WHAT YOU SHOULD DO. Which lines in the entries below contain the word "distant"? Pull out each of those lines and copy it in full.

** START DATA PROVIDED **

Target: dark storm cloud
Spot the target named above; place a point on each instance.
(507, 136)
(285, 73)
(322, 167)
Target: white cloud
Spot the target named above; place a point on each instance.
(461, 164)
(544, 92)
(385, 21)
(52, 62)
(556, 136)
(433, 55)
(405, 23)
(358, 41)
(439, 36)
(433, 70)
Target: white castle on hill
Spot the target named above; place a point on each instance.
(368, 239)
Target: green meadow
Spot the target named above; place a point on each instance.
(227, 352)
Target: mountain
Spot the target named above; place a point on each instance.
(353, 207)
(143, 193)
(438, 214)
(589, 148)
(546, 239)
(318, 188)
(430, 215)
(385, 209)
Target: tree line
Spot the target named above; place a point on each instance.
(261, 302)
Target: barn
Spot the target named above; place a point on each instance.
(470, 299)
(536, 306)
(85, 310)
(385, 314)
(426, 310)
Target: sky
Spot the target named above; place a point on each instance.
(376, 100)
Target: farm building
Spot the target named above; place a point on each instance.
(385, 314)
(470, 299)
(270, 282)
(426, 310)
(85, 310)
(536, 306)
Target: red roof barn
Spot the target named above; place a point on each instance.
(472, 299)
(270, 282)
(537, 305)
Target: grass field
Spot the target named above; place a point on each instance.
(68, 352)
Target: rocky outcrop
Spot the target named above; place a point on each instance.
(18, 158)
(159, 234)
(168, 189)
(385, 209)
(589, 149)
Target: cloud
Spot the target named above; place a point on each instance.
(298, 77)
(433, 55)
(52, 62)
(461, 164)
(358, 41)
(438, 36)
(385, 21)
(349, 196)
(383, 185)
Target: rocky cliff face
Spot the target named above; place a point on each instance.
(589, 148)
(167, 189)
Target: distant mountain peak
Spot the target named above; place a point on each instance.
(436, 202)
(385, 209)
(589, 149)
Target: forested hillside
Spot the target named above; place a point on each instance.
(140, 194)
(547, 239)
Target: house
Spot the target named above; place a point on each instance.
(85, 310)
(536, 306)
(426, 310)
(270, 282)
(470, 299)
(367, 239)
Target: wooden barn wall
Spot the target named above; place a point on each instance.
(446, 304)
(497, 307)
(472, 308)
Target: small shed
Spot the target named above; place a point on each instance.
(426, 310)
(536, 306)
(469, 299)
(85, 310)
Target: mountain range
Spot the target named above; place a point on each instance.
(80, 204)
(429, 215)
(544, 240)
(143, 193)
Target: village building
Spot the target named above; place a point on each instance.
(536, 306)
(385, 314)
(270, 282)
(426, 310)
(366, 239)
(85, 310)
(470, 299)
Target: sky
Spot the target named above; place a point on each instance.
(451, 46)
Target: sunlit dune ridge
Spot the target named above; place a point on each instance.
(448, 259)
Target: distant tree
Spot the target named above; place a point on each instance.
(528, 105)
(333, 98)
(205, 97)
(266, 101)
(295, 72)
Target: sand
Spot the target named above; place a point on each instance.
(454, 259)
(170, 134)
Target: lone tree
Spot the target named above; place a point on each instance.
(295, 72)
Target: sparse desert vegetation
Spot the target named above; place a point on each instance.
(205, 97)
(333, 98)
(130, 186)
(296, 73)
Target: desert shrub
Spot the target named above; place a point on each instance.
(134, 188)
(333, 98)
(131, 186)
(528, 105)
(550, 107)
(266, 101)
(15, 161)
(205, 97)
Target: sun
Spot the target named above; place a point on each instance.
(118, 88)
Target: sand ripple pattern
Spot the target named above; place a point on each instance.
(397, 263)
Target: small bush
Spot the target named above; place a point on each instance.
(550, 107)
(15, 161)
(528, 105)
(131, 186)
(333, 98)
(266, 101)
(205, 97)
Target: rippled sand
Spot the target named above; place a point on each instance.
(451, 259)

** END DATA PROVIDED **
** START DATA PROVIDED **

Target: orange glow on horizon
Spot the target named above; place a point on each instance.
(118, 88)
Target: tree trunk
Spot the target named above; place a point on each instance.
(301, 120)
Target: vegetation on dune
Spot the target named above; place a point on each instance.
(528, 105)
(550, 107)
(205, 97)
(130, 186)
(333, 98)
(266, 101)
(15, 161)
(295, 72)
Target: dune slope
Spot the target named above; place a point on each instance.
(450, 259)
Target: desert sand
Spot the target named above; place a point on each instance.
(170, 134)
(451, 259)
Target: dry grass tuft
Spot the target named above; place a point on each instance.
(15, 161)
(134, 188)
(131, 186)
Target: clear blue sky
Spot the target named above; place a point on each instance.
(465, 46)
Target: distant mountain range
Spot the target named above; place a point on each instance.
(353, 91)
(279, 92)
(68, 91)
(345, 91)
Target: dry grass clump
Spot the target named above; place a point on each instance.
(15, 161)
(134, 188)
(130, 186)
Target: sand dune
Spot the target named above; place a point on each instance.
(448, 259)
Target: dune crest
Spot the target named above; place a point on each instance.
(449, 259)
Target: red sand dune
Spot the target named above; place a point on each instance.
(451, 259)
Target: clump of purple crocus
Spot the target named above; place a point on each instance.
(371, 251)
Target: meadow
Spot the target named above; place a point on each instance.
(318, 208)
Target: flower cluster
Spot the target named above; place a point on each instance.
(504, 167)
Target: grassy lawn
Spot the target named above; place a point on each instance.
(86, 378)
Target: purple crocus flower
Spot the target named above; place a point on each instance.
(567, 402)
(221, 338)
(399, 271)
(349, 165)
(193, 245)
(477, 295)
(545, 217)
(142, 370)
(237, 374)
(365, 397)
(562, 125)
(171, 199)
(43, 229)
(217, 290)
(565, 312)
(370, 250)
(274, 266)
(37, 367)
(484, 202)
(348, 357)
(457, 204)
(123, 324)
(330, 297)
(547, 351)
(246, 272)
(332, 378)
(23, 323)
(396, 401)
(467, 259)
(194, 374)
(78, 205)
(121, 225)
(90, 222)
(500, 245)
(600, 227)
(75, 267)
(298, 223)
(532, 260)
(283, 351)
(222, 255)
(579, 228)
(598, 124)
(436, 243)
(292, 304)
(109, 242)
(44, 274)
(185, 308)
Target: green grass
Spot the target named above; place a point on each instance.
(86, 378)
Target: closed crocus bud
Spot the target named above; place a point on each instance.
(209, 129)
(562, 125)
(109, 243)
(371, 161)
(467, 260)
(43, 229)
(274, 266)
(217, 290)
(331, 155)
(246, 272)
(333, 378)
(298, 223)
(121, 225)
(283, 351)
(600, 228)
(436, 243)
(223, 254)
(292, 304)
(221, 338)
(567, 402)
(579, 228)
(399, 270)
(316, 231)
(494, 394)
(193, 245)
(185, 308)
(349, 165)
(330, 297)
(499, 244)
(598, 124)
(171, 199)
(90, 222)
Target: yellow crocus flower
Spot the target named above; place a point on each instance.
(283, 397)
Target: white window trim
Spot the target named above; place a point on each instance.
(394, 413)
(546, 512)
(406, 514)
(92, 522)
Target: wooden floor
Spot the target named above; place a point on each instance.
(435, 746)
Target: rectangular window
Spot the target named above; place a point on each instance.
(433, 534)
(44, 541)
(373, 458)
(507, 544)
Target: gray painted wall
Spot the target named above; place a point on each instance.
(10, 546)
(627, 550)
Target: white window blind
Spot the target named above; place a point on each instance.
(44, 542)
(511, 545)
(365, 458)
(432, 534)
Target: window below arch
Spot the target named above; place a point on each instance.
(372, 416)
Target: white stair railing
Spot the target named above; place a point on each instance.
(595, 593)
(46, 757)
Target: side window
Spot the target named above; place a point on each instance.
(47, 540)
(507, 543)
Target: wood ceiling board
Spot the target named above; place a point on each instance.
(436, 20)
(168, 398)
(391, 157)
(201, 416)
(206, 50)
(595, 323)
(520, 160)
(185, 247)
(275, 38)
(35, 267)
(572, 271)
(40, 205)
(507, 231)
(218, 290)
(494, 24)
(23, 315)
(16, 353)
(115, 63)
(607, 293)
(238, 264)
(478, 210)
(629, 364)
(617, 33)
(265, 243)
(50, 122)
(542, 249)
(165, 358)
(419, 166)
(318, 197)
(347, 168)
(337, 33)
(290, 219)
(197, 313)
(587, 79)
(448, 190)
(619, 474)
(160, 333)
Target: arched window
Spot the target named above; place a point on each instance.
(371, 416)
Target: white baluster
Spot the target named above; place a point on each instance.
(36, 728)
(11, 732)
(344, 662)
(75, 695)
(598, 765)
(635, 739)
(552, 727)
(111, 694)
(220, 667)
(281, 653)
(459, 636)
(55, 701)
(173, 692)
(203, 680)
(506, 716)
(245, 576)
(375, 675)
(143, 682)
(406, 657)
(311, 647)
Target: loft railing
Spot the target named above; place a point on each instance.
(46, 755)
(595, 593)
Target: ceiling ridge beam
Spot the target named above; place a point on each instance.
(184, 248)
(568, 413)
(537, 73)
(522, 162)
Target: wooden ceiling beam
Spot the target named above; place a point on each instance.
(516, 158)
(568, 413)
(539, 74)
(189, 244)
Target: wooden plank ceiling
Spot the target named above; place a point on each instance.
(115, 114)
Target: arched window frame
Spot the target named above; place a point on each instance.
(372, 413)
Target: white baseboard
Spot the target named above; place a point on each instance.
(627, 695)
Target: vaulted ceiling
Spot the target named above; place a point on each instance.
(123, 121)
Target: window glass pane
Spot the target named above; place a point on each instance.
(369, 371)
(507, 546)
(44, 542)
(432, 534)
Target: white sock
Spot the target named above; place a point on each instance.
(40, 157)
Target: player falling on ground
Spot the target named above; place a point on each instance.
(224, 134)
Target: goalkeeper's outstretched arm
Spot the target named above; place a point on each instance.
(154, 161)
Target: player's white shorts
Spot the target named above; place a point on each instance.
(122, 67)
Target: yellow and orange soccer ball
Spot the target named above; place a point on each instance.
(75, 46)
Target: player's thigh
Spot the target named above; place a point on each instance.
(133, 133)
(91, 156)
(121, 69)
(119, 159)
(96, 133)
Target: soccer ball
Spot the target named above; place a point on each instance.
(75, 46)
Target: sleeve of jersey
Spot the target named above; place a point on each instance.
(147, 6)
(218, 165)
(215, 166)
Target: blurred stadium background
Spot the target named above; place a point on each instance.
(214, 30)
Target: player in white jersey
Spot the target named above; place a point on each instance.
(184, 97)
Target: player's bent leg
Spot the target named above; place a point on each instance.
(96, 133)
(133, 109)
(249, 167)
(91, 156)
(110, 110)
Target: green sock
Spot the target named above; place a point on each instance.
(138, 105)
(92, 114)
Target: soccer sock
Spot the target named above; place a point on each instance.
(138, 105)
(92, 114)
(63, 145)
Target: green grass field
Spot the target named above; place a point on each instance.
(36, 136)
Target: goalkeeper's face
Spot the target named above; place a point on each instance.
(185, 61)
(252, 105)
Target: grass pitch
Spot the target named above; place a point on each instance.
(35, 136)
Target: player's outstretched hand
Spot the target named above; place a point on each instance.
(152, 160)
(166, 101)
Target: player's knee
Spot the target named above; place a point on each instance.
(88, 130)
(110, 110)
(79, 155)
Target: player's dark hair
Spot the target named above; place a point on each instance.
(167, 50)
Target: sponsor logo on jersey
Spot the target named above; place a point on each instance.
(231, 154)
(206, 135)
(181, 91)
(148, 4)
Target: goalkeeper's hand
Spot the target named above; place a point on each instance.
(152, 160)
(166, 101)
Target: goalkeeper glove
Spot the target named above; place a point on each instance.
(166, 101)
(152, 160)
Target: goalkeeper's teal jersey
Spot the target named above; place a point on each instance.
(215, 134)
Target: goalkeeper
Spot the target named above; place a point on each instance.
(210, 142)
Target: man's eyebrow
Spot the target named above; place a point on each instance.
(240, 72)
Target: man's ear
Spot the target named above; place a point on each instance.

** END DATA PROVIDED **

RESPONSE TO THE TASK.
Target: distant mountain peak
Target: distant tree
Target: distant mountain range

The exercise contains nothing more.